ABOUT THIS TASK →
Starting at the line that contains "short hair, written as integer pixel values.", repeat each line exactly until the records end, keeping both the first and the last.

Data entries

<<<<

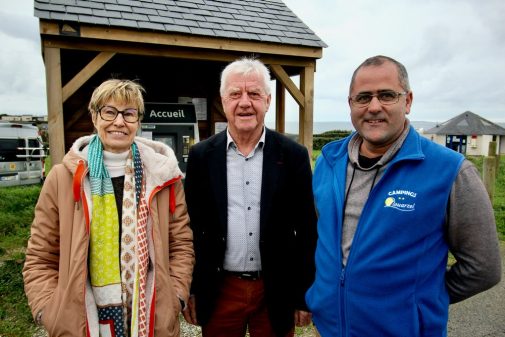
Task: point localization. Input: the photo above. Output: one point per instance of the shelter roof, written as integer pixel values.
(467, 123)
(255, 20)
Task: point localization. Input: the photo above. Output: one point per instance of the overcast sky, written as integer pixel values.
(454, 52)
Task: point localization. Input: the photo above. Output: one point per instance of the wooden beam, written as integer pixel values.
(168, 51)
(306, 116)
(85, 74)
(281, 75)
(280, 107)
(183, 40)
(55, 127)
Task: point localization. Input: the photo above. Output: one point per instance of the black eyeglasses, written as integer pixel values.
(387, 97)
(109, 113)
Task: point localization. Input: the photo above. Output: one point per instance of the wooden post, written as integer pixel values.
(491, 152)
(306, 115)
(280, 105)
(489, 175)
(55, 126)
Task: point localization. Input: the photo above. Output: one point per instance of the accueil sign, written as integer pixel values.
(169, 113)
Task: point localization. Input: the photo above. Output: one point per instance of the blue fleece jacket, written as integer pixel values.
(393, 283)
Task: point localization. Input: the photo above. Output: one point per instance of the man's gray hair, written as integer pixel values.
(378, 60)
(246, 66)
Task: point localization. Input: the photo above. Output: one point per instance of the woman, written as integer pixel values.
(111, 252)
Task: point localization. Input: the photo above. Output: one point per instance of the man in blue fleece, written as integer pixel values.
(391, 205)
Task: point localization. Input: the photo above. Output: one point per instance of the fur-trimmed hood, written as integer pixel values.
(160, 163)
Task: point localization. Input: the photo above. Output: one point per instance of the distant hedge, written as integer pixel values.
(319, 140)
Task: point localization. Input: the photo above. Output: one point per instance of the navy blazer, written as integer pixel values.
(288, 232)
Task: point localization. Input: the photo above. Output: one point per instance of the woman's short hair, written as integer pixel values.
(124, 91)
(246, 66)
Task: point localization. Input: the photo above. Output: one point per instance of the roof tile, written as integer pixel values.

>>>>

EXERCISE RESULT →
Task: point localization. Input: the photo above. Output: one point per instance of the woman's short hair, written as integer pixel values.
(124, 91)
(246, 66)
Task: point localization. Input: the photo above. Output: one point per instance of the roof tile, written as integer pixel values.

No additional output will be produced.